WORK ITEM -
All of the data below is to be output without alteration.

Recorded data:
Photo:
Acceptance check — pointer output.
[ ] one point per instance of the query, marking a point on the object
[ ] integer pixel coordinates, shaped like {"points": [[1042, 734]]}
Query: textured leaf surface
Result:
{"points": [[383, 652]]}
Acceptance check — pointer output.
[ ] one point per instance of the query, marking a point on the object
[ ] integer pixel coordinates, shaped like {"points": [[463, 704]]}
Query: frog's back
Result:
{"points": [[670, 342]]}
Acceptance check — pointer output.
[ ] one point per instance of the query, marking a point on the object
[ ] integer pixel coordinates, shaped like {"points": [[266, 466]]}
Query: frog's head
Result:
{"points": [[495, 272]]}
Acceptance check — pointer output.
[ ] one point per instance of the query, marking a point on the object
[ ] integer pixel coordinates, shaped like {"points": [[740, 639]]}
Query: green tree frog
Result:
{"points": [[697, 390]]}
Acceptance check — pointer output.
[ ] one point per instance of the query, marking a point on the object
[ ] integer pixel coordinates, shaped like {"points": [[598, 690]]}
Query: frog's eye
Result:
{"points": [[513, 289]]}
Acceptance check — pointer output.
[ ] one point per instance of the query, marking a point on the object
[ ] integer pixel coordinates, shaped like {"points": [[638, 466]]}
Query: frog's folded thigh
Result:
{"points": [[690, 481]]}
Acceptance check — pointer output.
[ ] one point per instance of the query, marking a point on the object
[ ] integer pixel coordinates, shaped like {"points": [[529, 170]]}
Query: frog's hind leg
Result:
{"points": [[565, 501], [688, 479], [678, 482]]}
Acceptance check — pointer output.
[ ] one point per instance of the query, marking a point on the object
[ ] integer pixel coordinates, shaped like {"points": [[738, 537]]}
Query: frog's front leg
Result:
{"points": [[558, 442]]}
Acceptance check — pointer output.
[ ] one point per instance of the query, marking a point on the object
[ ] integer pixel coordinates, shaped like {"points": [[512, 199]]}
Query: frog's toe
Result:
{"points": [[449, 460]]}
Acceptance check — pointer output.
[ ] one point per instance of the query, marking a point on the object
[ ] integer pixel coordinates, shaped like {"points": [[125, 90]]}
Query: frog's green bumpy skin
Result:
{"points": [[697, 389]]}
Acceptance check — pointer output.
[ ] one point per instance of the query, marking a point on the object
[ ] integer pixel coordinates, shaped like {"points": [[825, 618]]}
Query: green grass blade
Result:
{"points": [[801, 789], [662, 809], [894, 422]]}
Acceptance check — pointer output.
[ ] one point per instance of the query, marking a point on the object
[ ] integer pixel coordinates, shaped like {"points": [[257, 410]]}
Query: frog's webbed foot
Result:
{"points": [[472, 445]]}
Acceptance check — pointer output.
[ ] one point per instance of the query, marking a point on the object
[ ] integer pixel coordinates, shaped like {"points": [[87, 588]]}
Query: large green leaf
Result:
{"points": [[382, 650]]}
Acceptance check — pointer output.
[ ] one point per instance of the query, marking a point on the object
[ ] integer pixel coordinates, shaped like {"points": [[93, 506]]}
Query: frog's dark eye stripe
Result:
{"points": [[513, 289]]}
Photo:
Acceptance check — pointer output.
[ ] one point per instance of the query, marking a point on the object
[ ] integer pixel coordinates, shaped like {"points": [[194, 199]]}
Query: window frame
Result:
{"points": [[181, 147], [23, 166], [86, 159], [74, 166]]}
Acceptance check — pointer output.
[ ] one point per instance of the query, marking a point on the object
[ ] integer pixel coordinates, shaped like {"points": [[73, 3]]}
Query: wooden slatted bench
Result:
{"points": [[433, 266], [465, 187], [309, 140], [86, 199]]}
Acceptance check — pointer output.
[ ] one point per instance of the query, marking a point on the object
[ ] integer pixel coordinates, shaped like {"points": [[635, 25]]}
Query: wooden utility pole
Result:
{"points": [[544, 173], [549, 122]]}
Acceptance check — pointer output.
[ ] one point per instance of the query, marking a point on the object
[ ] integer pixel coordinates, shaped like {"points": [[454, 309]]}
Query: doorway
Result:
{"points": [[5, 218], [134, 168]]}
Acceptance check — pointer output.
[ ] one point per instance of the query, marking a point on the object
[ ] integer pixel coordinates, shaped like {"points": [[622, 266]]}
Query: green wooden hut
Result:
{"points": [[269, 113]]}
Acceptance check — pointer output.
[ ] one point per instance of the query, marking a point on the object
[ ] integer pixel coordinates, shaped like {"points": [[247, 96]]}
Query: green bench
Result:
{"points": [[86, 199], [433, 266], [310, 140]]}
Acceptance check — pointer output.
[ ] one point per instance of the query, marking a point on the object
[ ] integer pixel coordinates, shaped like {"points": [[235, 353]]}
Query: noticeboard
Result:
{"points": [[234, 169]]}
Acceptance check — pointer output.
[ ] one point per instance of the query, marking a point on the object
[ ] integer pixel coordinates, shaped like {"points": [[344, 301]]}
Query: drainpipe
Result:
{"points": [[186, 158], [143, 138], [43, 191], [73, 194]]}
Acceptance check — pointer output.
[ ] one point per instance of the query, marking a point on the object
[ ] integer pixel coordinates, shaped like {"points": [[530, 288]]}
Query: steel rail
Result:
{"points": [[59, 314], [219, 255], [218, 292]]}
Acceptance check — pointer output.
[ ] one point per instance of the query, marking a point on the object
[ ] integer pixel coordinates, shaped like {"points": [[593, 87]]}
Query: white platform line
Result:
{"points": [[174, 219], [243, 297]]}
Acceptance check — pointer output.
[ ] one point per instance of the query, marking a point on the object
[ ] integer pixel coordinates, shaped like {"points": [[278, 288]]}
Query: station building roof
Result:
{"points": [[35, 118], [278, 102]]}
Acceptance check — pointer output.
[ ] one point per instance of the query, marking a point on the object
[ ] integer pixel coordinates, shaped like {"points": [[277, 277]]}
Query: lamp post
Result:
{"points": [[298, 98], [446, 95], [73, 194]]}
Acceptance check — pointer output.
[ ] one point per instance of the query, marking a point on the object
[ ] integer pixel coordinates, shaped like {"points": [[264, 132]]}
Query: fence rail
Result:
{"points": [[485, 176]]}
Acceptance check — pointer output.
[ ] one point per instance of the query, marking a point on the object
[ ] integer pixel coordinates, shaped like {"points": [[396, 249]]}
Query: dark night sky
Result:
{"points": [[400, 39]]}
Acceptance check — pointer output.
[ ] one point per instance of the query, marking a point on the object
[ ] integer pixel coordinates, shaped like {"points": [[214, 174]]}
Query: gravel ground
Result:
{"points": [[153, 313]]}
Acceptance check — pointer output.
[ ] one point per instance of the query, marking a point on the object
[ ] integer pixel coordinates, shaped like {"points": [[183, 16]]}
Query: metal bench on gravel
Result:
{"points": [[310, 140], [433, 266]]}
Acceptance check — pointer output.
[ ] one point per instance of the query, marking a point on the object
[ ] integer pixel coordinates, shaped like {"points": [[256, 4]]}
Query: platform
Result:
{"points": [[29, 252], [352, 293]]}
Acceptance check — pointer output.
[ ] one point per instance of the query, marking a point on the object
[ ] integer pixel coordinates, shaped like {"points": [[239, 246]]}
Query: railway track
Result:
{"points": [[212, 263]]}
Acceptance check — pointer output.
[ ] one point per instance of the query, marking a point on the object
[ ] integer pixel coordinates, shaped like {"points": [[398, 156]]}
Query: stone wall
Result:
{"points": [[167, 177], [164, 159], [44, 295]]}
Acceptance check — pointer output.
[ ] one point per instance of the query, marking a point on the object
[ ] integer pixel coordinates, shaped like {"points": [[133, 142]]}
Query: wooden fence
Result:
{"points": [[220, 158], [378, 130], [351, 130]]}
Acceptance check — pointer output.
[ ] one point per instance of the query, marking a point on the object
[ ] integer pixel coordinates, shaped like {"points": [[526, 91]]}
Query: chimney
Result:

WRITTEN SOLUTION -
Photo:
Acceptance check — pointer output.
[ ] one point per instance of the query, marking a point on the object
[ ] integer pixel coordinates, shaped like {"points": [[1042, 734]]}
Query: textured leaf surface
Result:
{"points": [[383, 652]]}
Acceptance check — pointer output.
[ ] one point per instance of the query, marking a point on the object
[ ] integer pixel coordinates, shaped like {"points": [[463, 704]]}
Query: frog's back
Result:
{"points": [[670, 342]]}
Acceptance check — pointer output.
[ ] one point per instance of the query, marking a point on the object
[ ] integer pixel coordinates, shaped like {"points": [[266, 466]]}
Query: frog's head
Result:
{"points": [[495, 272]]}
Acceptance check — pointer output.
[ ] one point per instance of the query, marking a point on the object
[ ] integer pixel coordinates, shaped like {"points": [[740, 639]]}
Query: green tree frog
Result:
{"points": [[697, 390]]}
Acceptance check — pointer output.
[ ] one point per instance of the query, marking a point on the object
[ ] integer pixel coordinates, shaped like {"points": [[598, 690]]}
Query: frog's eye
Result:
{"points": [[513, 289]]}
Acceptance check — pointer output.
[ ] one point per instance of the query, marking a point on the object
[ ] integer pixel coordinates, shaped like {"points": [[638, 466]]}
Query: frog's folded thigh
Result:
{"points": [[690, 481]]}
Acceptance check — pointer output.
[ ] one point per instance of the query, marking a point on the object
[ ] integer pixel coordinates, shaped like {"points": [[529, 170]]}
Query: frog's hind leg
Result:
{"points": [[565, 501], [688, 479], [678, 482]]}
Acceptance check — pointer output.
[ ] one point per instance of the query, marking a point on the object
[ ] integer pixel coordinates, shaped like {"points": [[738, 537]]}
Query: frog's front leg
Result:
{"points": [[558, 442]]}
Acceptance check — pointer output.
[ ] one point per instance of the query, marking a point on the object
[ ] integer pixel coordinates, shaped like {"points": [[512, 199]]}
Query: frog's toe
Result:
{"points": [[449, 460]]}
Acceptance check — pointer output.
[ ] one point per instance of the query, marking a point on the object
[ ] integer pixel coordinates, shaped like {"points": [[125, 90]]}
Query: frog's green bumpy skin
Result:
{"points": [[697, 389]]}
Acceptance check — pointer output.
[ ] one point per instance of the query, marking a point on the object
[ ] integer pixel coordinates, shaped like {"points": [[825, 618]]}
Query: green grass blade
Result:
{"points": [[801, 789], [662, 809], [894, 422]]}
Acceptance check — pointer output.
[ ] one point per instance of the query, marking a point on the object
[ ] integer pixel coordinates, shaped like {"points": [[257, 410]]}
Query: frog's webbed foot
Result:
{"points": [[472, 445]]}
Acceptance check — pointer output.
[ ] one point per instance of the query, marking a point on the object
[ ] integer pixel coordinates, shaped like {"points": [[87, 588]]}
Query: large green leaf
Result:
{"points": [[382, 650]]}
Acceptance check — pointer output.
[ ] one point per instance of the query, marking a point on the object
[ ] integer pixel coordinates, shaped like {"points": [[93, 506]]}
Query: frog's dark eye stripe
Result:
{"points": [[513, 289]]}
Photo:
Acceptance check — pointer output.
[ ] one point per instance of the query, marking a point on the object
[ ] integer pixel coordinates, shaped like {"points": [[194, 199]]}
Query: window frame
Result:
{"points": [[181, 147], [23, 166], [86, 159], [74, 166]]}
Acceptance check — pointer output.
[ ] one point per instance of the query, marking a point on the object
[ ] integer pixel coordinates, shaped like {"points": [[73, 3]]}
Query: wooden slatted bench
Result:
{"points": [[433, 266], [465, 187], [309, 140], [86, 199]]}
Acceptance check — pointer output.
[ ] one point per instance of the query, marking a point on the object
[ ] integer pixel coordinates, shaped like {"points": [[635, 25]]}
Query: wooden utility pole
Result:
{"points": [[544, 173], [549, 122]]}
Acceptance check — pointer output.
[ ] one point per instance of the query, marking a point on the object
[ ] integer pixel coordinates, shaped like {"points": [[454, 309]]}
Query: doorway
Result:
{"points": [[5, 218], [134, 168]]}
Acceptance check — pointer output.
[ ] one point per instance of the query, marking a point on the object
[ ] integer pixel coordinates, shaped like {"points": [[622, 266]]}
Query: green wooden hut
Result:
{"points": [[269, 113]]}
Acceptance check — pointer output.
[ ] one point per instance of the query, marking a point on the object
[ ] integer pixel coordinates, shaped like {"points": [[247, 96]]}
Query: green bench
Result:
{"points": [[86, 199], [433, 266], [310, 140]]}
Acceptance check — pointer output.
[ ] one point per instance of the query, marking a point on the object
[ ] integer pixel coordinates, shaped like {"points": [[235, 353]]}
Query: noticeboard
Result:
{"points": [[234, 169]]}
Acceptance check — pointer output.
[ ] one point per instance of the query, marking a point on the object
[ ] integer pixel coordinates, shaped like {"points": [[344, 301]]}
Query: drainpipe
Result:
{"points": [[186, 158], [143, 138], [43, 191], [73, 194]]}
Acceptance check — pointer output.
[ ] one point per instance of the query, marking a point on the object
[ ] integer pixel coordinates, shaped like {"points": [[530, 288]]}
Query: steel rail
Result:
{"points": [[59, 314], [219, 255], [218, 292]]}
Acceptance check — pointer output.
[ ] one point per instance of the query, marking a point on the object
[ ] integer pixel coordinates, shaped like {"points": [[593, 87]]}
Query: white platform line
Result:
{"points": [[174, 219], [243, 297]]}
Acceptance check — pointer output.
[ ] one point per instance of the query, marking a point on the object
[ ] integer pixel coordinates, shaped like {"points": [[278, 288]]}
Query: station building roof
Result:
{"points": [[35, 118], [278, 102]]}
Acceptance check — pointer output.
[ ] one point per instance of the query, marking a point on the object
[ ] integer pixel coordinates, shaped like {"points": [[277, 277]]}
Query: lamp post
Result:
{"points": [[298, 98], [446, 95], [73, 194]]}
Acceptance check — pointer output.
[ ] one point per instance of the query, marking a point on the object
[ ] integer pixel coordinates, shaped like {"points": [[264, 132]]}
Query: fence rail
Result:
{"points": [[485, 176]]}
Acceptance check — pointer output.
[ ] one point per instance of the query, marking a point on the object
[ ] integer pixel coordinates, shaped like {"points": [[396, 249]]}
Query: dark night sky
Result:
{"points": [[400, 39]]}
Acceptance check — pointer output.
[ ] one point per instance of the query, marking a point on the object
[ ] integer pixel coordinates, shaped like {"points": [[214, 174]]}
Query: gravel ground
Result:
{"points": [[153, 313]]}
Acceptance check — pointer output.
[ ] one point per instance of the query, marking a point on the object
[ ] integer pixel coordinates, shaped like {"points": [[183, 16]]}
Query: metal bench on gravel
Result:
{"points": [[310, 140], [433, 266]]}
Acceptance check — pointer output.
[ ] one point per instance of the query, marking a point on the object
[ ] integer pixel coordinates, shaped like {"points": [[256, 4]]}
Query: platform
Result:
{"points": [[29, 252], [352, 293]]}
Acceptance check — pointer output.
[ ] one point per instance of the query, marking a point on the object
[ ] integer pixel coordinates, shaped like {"points": [[239, 246]]}
Query: railway track
Result:
{"points": [[212, 263]]}
Acceptance check — pointer output.
[ ] one point per instance of the query, marking a point on the object
[ ] integer pixel coordinates, shaped like {"points": [[398, 156]]}
Query: stone wall
Result:
{"points": [[167, 177], [164, 159], [44, 295]]}
Acceptance check — pointer output.
[ ] one point per instance of the query, marking a point on the object
[ ] integer pixel coordinates, shaped like {"points": [[133, 142]]}
Query: wooden fence
Result:
{"points": [[220, 158], [378, 130], [351, 130]]}
Acceptance check — pointer output.
[ ] one point per instance of the query, marking a point on the object
[ ] integer pixel coordinates, shaped like {"points": [[526, 91]]}
Query: chimney
Result:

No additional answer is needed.